* **Assignment**
Every line from the one with "Q: Point to the arched" to the end of the entries, both included, is to be copied exactly; the other lines stay out.

* **Input for this task**
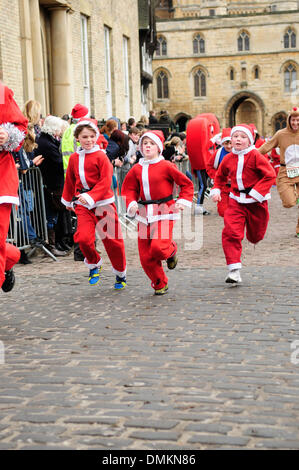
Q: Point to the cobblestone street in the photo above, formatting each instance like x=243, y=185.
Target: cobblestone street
x=206, y=366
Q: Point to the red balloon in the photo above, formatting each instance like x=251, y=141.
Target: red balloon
x=200, y=130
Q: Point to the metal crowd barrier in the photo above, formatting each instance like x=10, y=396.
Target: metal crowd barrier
x=28, y=223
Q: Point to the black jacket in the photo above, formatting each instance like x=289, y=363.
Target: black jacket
x=52, y=166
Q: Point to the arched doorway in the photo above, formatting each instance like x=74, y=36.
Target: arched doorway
x=181, y=121
x=245, y=107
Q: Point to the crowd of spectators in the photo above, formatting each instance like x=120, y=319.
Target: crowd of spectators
x=43, y=147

* **Task output**
Q: Point to the arched doorway in the photo above, formatting each instance like x=74, y=36.
Target: arched doorway
x=181, y=121
x=245, y=107
Q: Point to the crowd of spectators in the photo above, formatting each instance like x=120, y=319.
Target: crowd of spectators
x=43, y=147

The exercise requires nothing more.